— Start of GIVEN INFORMATION —

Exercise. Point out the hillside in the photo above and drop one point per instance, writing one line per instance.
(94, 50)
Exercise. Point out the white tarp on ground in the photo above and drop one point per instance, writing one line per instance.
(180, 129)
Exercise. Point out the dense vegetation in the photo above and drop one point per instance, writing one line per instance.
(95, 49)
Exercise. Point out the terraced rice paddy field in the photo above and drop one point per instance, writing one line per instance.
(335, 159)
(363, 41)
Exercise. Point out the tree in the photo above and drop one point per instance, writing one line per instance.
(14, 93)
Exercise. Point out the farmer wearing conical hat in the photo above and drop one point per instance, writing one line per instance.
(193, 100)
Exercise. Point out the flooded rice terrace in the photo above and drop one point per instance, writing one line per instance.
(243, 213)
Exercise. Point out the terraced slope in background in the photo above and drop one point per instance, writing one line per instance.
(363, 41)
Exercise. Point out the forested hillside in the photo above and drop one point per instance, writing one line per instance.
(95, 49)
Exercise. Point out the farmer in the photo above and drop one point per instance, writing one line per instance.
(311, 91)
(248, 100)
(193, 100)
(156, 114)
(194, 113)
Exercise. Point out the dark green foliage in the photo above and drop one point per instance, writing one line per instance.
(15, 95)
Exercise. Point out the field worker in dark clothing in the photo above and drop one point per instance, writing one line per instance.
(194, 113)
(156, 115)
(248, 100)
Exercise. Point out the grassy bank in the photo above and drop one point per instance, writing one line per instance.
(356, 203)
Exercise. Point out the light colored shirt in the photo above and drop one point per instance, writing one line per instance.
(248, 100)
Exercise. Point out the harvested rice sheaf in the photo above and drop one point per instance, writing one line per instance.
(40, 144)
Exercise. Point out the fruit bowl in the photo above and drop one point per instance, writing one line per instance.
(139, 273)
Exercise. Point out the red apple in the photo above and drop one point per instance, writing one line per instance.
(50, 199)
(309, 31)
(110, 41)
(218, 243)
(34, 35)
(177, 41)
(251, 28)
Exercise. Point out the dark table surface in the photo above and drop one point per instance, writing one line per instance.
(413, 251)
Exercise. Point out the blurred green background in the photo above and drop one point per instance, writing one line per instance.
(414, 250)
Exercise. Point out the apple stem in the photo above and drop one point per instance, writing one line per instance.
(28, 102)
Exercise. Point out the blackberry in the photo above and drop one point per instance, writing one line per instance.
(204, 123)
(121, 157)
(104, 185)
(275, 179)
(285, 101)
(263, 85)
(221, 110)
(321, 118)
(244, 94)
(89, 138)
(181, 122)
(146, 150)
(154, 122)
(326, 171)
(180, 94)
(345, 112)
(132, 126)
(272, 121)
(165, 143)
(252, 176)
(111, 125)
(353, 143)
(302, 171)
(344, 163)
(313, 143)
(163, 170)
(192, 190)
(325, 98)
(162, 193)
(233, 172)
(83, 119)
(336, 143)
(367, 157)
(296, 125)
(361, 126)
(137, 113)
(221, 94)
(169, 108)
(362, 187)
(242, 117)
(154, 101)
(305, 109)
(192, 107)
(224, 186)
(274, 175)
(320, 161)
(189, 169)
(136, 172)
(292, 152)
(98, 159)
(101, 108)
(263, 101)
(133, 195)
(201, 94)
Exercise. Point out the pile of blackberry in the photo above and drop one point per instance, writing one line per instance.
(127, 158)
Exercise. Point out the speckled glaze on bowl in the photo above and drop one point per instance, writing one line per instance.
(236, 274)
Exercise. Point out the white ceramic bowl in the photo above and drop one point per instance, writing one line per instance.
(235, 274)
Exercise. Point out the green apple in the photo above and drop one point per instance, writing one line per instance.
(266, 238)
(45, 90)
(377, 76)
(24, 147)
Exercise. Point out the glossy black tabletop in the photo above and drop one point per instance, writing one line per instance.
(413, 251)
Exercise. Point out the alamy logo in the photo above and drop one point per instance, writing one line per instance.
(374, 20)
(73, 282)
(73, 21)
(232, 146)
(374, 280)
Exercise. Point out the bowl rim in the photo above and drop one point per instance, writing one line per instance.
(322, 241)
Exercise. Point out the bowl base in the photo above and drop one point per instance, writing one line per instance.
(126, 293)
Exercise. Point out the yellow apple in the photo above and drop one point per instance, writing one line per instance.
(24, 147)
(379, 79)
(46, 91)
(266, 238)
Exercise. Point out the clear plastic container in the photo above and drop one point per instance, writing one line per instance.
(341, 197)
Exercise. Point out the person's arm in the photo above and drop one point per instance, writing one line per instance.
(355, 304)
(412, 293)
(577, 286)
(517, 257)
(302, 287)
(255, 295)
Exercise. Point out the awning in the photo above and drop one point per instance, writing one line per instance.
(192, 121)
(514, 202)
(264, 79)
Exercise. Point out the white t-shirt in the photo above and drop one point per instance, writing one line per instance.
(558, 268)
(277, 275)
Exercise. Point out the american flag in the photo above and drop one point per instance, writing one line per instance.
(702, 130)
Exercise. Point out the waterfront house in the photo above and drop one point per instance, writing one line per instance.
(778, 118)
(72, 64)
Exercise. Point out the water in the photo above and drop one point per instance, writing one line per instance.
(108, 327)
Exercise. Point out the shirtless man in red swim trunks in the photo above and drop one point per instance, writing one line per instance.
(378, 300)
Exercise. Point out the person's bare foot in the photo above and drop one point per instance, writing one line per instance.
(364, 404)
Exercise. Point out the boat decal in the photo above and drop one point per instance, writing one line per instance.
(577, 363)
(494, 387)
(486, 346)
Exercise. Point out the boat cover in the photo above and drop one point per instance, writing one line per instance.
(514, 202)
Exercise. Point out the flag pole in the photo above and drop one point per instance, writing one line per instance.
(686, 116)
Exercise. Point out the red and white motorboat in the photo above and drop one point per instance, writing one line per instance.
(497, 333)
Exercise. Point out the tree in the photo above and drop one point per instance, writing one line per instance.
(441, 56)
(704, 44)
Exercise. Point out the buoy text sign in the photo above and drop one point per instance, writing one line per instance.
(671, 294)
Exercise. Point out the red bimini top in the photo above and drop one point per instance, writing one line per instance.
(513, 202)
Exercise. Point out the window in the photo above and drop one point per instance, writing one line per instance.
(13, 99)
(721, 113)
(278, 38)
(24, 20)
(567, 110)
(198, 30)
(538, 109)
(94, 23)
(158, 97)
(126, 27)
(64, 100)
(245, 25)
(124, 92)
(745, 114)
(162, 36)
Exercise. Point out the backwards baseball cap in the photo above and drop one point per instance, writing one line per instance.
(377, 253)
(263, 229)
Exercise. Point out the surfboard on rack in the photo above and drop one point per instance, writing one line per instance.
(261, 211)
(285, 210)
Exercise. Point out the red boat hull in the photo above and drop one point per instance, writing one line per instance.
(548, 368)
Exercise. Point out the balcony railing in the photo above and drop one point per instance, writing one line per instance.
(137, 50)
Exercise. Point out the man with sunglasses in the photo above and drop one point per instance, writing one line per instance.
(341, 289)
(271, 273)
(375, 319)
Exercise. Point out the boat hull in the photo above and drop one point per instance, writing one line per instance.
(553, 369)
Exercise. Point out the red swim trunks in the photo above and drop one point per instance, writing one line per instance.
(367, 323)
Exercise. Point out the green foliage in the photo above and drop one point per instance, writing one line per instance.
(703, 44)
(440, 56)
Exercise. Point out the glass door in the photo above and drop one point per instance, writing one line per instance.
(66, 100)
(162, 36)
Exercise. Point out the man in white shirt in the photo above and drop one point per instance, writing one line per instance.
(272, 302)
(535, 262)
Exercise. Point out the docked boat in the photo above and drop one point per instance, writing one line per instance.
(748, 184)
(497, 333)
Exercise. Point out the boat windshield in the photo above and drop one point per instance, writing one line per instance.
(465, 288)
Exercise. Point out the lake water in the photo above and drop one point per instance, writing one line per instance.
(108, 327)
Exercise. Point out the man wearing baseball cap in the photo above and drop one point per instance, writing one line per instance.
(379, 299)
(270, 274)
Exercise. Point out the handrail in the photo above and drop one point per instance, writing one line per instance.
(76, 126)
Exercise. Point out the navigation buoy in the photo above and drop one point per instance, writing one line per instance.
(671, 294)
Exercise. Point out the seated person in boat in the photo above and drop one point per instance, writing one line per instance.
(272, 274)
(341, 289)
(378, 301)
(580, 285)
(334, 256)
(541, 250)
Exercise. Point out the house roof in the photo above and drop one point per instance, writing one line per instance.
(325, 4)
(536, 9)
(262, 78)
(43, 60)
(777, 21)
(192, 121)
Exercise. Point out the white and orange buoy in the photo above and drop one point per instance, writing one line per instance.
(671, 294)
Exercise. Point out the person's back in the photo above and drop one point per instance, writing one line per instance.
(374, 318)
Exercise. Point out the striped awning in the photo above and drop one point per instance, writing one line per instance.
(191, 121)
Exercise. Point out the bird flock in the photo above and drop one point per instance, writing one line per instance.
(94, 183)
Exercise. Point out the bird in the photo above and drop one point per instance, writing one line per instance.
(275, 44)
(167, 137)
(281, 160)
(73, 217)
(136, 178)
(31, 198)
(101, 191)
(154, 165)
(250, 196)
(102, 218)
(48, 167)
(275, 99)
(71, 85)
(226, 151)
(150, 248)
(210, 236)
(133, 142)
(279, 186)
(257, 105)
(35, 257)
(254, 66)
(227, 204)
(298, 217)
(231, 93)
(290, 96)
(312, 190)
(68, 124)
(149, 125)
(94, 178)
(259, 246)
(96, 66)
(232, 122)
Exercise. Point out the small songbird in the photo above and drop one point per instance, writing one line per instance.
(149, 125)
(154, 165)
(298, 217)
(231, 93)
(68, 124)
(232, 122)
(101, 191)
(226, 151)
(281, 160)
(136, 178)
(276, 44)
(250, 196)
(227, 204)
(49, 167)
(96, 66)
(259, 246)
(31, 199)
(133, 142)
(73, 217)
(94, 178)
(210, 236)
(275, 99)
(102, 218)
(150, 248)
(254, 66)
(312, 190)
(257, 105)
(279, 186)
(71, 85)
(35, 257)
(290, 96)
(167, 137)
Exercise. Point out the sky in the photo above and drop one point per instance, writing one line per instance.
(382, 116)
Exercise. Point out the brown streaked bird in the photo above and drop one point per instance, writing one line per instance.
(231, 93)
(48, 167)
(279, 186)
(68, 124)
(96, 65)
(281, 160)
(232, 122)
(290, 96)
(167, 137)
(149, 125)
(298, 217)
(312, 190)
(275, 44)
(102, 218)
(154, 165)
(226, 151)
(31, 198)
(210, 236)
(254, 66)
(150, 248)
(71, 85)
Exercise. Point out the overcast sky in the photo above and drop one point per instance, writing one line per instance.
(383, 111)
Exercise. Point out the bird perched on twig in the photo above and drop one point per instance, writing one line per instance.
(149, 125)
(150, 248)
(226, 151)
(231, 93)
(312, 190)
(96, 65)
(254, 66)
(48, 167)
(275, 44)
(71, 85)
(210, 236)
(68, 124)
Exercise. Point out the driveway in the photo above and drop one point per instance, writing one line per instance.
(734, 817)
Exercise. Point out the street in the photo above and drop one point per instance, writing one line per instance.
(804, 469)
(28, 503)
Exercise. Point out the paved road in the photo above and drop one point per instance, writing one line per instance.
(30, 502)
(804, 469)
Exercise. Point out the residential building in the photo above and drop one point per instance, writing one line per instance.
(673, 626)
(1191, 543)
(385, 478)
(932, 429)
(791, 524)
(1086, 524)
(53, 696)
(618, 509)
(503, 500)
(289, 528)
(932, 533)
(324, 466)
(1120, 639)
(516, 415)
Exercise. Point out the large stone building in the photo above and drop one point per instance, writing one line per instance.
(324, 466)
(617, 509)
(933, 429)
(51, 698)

— End of GIVEN INFORMATION —

Repeat, word for word, every line from the line that contains "Exercise. Point out the sky" to the end of the entries; include both of those lines and no others.

Exercise. Point out the sky in the photo above and drop one point per instance, writing one line per instance.
(382, 116)
Exercise. Point out the brown streaked bird in the photo above and drop one point per instance, writing one line per instance.
(231, 93)
(48, 167)
(279, 186)
(68, 124)
(96, 65)
(281, 160)
(232, 122)
(290, 96)
(167, 137)
(149, 125)
(298, 217)
(312, 190)
(275, 44)
(102, 218)
(154, 165)
(226, 151)
(31, 198)
(210, 236)
(254, 66)
(150, 248)
(71, 85)
Exercise. Point out the overcast sky in the photo above and drop one point per instance, writing one line per instance.
(383, 111)
Exercise. Point out the bird perched on twig in the photo above and drop one point per instance, writing one line per instance.
(149, 125)
(150, 248)
(226, 151)
(231, 93)
(312, 190)
(96, 65)
(254, 66)
(48, 167)
(275, 44)
(71, 85)
(210, 236)
(68, 124)
Exercise. Point out the driveway in the photo above and drop one point per instance, writing one line per instance.
(734, 817)
Exercise. Point out the street in the photo above and drop one point per instance, writing one line per instance.
(804, 469)
(28, 503)
Exercise. Point out the paved road in the photo above and drop one point per instance, writing one line per instance.
(30, 502)
(804, 469)
Exercise. Point out the residential building in the photo above and drop one point per instance, writing one line per instance.
(673, 626)
(1191, 543)
(385, 478)
(932, 429)
(791, 524)
(1086, 524)
(53, 696)
(618, 509)
(503, 500)
(289, 528)
(932, 533)
(324, 466)
(1120, 639)
(516, 415)
Exercise. Point out the large stone building in the photo above and drop one point per instance, writing one line per instance.
(324, 466)
(617, 509)
(933, 429)
(51, 698)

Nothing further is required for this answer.